__Text under study__:
= Beginning of Section =
In came Arthur Cox to give us hope, Keegan the player was signed, younger players developed around him, Waddle, Beardsley and some seasoned professionals brought into the squad. Promotion came, the manager was apparently not supported with a top flight contract and we went back into a cycle of depression, the talent that had been developed here being sold. 

We were soon back in the 2nd tier, Jim Smith producing a workmanlike side but getting nowhere with a decreasing level of squad investment. Yes, Ardiles nearly took us to the 3rd Division. However, his teams played great football but investment was lacking and the side one of the youngest in our history. Supporters even whipped round to help generate funds to buy Franz Carr but there was no experience in the squad. 

The newer generations of supporters were treated to Keegan the manager. After some faddish appointments Sir Bobby came in. Even with Gullit and the Liverpool legends, later Roeder too, we competed. Allardyce’s and Souness’s styles weren’t the best but we survived. 

Then came Ashley, then came Kinnear, then came Pardew, then came Carver. 

The team we have now has been assembled on the basis of selling high value players to buy prospects. It is easy to look at recent results and complain about the quality. These are the same players who won 6 in a row before Christmas and many are the same who finished 5th a few seasons ago. 

A look through the squad suggests that on paper, there is quality. Krul was a hero in the recent World Cup. Also representing major nations there were Janmaat, Sissoko and Tiote. Other players to have represented their country at senior level include Cisse, Coloccini, Jonas, Anita, Cabella, de Jong, Dummett, Elliott and Good. A host more have represented their countries at junior level. 

No, this isn’t the worst group of players, there is something else amiss. 

In his most recent interview, Ryan Taylor has probably hit the nail in the head. Confidence has gone. There was uncertainty over the managerial position. The team needs characters.
= End of Section =
Collected data:
= Beginning of Section =
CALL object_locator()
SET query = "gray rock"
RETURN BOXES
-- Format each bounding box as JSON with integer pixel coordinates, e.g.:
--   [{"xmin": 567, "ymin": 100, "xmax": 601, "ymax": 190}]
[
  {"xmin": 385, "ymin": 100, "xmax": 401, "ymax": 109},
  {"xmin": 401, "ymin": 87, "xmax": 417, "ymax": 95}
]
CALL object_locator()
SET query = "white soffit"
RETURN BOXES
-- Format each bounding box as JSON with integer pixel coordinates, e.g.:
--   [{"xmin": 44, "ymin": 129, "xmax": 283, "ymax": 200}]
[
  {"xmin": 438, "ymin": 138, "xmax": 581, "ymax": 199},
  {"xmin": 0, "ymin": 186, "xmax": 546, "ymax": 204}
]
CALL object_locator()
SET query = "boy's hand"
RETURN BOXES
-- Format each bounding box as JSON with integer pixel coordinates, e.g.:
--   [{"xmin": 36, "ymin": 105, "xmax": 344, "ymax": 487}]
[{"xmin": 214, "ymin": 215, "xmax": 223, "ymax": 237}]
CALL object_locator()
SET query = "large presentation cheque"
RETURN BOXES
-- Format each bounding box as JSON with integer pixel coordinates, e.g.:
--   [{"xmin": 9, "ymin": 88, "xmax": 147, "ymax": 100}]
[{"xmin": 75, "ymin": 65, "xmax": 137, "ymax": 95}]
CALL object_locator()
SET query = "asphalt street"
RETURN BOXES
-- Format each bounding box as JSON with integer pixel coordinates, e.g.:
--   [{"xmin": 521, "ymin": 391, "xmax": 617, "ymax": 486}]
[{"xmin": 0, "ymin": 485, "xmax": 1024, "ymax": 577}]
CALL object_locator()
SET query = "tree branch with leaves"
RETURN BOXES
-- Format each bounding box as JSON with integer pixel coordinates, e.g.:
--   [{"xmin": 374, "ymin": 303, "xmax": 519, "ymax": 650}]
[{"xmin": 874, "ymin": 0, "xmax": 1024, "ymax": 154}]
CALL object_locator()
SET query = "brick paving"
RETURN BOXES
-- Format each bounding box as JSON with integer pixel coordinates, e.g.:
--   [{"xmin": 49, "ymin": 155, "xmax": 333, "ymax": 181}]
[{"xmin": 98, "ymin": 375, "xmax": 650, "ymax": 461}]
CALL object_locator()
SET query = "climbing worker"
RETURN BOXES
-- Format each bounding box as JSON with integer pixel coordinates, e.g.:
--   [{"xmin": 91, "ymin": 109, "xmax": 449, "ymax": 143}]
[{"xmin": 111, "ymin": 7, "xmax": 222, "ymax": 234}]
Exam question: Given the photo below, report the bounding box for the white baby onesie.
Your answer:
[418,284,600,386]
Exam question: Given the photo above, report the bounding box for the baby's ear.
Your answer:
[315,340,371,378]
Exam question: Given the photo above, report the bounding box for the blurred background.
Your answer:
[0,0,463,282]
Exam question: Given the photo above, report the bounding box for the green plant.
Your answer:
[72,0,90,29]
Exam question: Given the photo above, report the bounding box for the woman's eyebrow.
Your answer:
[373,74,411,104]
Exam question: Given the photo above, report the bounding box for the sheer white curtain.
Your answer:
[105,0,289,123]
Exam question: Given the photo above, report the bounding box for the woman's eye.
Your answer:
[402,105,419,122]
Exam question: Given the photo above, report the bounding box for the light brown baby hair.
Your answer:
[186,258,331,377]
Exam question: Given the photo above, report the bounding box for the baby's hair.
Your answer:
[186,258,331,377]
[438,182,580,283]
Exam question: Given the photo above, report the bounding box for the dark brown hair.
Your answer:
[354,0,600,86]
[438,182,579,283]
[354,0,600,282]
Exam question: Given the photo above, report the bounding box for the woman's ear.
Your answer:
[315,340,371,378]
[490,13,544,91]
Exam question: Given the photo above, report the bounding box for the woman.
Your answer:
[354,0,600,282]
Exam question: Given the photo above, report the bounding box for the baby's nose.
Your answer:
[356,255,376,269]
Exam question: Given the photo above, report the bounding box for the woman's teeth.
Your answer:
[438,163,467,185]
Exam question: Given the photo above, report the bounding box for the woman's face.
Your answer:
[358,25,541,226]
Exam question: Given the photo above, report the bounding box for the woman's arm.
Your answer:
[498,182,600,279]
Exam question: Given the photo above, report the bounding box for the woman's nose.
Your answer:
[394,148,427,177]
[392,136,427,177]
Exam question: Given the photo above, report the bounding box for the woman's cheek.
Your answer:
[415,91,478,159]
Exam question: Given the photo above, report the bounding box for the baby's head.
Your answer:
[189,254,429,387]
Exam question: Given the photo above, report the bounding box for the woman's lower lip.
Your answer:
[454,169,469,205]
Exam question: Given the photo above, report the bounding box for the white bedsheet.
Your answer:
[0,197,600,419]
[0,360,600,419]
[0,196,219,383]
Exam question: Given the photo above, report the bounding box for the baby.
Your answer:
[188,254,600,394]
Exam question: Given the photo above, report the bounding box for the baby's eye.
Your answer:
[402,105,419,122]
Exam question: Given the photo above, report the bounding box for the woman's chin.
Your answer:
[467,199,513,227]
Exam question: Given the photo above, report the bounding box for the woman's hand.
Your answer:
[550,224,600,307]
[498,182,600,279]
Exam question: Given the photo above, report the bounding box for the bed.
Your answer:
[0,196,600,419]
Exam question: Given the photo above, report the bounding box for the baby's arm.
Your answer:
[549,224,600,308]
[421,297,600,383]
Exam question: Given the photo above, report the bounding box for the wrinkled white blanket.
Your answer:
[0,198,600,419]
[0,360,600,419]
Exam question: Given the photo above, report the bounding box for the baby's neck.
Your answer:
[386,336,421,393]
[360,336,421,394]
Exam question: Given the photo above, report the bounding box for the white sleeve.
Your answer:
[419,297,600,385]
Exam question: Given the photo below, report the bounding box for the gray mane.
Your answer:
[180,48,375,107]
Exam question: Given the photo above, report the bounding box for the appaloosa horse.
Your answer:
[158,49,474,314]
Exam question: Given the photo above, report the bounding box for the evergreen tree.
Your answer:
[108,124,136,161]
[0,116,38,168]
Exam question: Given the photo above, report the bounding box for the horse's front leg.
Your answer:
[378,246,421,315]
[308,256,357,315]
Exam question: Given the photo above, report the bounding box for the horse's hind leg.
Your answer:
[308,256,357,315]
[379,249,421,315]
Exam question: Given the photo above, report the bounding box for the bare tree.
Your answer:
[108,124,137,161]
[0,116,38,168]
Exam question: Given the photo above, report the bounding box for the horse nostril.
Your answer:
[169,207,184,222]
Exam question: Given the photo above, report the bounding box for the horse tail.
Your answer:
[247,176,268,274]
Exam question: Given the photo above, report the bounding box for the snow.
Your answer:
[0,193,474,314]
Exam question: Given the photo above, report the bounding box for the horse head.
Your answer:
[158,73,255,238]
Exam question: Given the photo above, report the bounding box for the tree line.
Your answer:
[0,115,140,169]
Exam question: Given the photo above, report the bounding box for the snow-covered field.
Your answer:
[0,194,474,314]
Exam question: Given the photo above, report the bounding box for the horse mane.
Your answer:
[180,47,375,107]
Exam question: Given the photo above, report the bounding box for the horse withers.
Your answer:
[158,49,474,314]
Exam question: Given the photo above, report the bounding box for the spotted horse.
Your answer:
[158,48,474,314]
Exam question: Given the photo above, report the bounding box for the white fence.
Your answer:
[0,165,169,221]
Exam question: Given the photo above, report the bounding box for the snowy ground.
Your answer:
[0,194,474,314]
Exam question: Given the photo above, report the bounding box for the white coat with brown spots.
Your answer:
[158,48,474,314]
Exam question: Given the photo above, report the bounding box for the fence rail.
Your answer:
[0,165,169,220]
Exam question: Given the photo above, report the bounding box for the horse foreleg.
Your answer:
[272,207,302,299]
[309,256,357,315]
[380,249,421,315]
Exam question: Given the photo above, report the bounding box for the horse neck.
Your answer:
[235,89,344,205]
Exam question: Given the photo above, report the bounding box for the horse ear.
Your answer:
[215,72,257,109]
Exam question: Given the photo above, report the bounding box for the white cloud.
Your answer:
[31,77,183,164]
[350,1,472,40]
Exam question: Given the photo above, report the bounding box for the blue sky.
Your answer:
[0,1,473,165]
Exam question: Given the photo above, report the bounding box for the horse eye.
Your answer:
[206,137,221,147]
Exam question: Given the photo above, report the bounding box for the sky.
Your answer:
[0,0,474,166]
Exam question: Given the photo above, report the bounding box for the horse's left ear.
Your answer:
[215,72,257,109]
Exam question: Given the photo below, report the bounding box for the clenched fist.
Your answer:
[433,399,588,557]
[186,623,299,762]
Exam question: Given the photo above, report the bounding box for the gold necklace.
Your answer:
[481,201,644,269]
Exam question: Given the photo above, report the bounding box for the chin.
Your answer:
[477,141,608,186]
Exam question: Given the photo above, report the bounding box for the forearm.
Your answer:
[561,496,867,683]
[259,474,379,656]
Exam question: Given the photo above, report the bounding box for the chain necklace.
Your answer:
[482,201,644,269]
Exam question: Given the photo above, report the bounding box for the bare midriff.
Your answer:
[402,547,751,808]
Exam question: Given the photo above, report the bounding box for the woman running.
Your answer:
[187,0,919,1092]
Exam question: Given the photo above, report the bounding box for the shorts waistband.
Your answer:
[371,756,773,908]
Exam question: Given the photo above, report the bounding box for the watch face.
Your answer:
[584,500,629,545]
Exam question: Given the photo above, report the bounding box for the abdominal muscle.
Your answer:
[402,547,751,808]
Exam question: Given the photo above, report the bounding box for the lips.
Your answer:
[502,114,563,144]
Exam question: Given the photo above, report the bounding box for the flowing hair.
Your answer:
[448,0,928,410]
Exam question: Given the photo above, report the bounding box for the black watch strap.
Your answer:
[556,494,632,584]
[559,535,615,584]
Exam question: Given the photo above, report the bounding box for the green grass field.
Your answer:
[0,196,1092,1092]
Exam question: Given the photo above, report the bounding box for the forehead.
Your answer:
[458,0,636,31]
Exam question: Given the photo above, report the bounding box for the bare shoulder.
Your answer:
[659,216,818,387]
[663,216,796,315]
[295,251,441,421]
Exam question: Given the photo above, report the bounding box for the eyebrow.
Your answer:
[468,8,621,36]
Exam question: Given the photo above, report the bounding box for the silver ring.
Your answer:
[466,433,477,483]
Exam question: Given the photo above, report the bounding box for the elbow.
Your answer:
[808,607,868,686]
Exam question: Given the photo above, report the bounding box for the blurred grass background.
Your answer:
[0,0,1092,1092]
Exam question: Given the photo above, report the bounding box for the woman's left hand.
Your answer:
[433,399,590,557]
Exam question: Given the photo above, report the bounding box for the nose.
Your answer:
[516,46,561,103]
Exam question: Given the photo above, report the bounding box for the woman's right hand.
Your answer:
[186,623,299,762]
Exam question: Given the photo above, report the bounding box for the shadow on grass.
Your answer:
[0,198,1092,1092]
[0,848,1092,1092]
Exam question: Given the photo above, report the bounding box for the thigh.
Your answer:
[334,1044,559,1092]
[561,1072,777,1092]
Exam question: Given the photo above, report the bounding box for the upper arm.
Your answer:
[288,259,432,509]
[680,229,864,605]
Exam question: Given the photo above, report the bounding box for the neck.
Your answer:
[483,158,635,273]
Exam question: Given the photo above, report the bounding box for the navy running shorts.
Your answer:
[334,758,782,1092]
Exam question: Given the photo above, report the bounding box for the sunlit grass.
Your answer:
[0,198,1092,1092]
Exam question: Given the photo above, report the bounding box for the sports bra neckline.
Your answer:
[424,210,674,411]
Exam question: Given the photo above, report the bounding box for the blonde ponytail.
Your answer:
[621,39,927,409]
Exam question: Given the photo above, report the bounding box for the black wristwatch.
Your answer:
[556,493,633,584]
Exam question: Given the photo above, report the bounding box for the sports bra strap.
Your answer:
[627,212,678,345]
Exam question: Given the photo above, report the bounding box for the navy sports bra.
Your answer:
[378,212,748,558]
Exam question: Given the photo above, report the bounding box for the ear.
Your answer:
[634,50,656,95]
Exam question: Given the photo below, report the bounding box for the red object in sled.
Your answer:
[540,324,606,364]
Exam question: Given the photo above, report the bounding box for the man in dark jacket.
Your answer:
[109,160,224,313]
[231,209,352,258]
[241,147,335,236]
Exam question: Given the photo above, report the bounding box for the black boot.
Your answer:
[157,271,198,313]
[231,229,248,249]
= End of Section =
__Prompt 1__: Return the passage of the football commentary between "Then came Ashley, then" and "something else amiss.", inclusive.
__Prompt 2__: In the football commentary, what did supporters whip round to help generate funds for?
__Prompt 3__: Please write what comes next in the football commentary, picking up after its final sentence.
The entries come from a separate source with no connection to the football commentary.

__Task output 1__:
Then came Ashley, then came Kinnear, then came Pardew, then came Carver. 

The team we have now has been assembled on the basis of selling high value players to buy prospects. It is easy to look at recent results and complain about the quality. These are the same players who won 6 in a row before Christmas and many are the same who finished 5th a few seasons ago. 

A look through the squad suggests that on paper, there is quality. Krul was a hero in the recent World Cup. Also representing major nations there were Janmaat, Sissoko and Tiote. Other players to have represented their country at senior level include Cisse, Coloccini, Jonas, Anita, Cabella, de Jong, Dummett, Elliott and Good. A host more have represented their countries at junior level. 

No, this isn’t the worst group of players, there is something else amiss.

__Task output 2__: To buy Franz Carr.

__Task output 3__:
It will be remembered that Ashley has sold major talent at profit, Carroll, Ba and Cabaye being the headline acts. Pardew aided and abetted, also clearing out some of the characters in the dressing room and on the pitch. Pardew has rarely seemed to be able to cope with talent. Carver appears to have tolerated, if not sanctioned the selling of further talent, Mbiwa, Ben Arfa and Santon. 

We can look back at what is alleged to have been Pardew’s first result, a spirited win against Liverpool with players like Nolan and Barton speaking out. The same players rallied the troops in the 4-4 comeback against Arsenal. They were let go, alongside the likes for Harper, Shola, Smith and others who were not replaced like for like. Class as Coloccini has been in his career, he does not lead in the same way. 

Successive managers have allowed the squad to be depleted in key areas, up front and in defence, meaning that rotation ad injuries can not be covered. The problem has been at the top. Carver, whose previous full time management job saw a win ratio of 30% with Toronto, is effectively a lovably enthusiastic mongrel manager in charge of pedigree players or to be kinder, a dachshund training greyhounds. 

That is not the fault of Carver, nothing ever is. It is down to an owner doing his bird impressions “cheap, cheap, cheap”. What he gets is migratory birds picking up crumbs on their way to better feeding grounds, sticking with a manager who will agree to sell rather than develop and with a Managing Director who seems like a cocaine addict without a budget to find a line to get over. 

Whatever the quality in the squad, it is hardly surprising that an owner without ambition provides no ambition for the players. Loyalty to the club is barely existent. It’s hardly surprising that mediocre ambition, no cups, no Europe and mid table mediocrity will eventually spread the disease and produce just that, mediocrity. 

No, the players are fine. They are just in an environment that does not engender performance. Mr Ashley, there are lessons for you. The greyhound is a wonderful animal, capable of great performance. However, to perform at their best, they need to chase a hare, not a tortoise.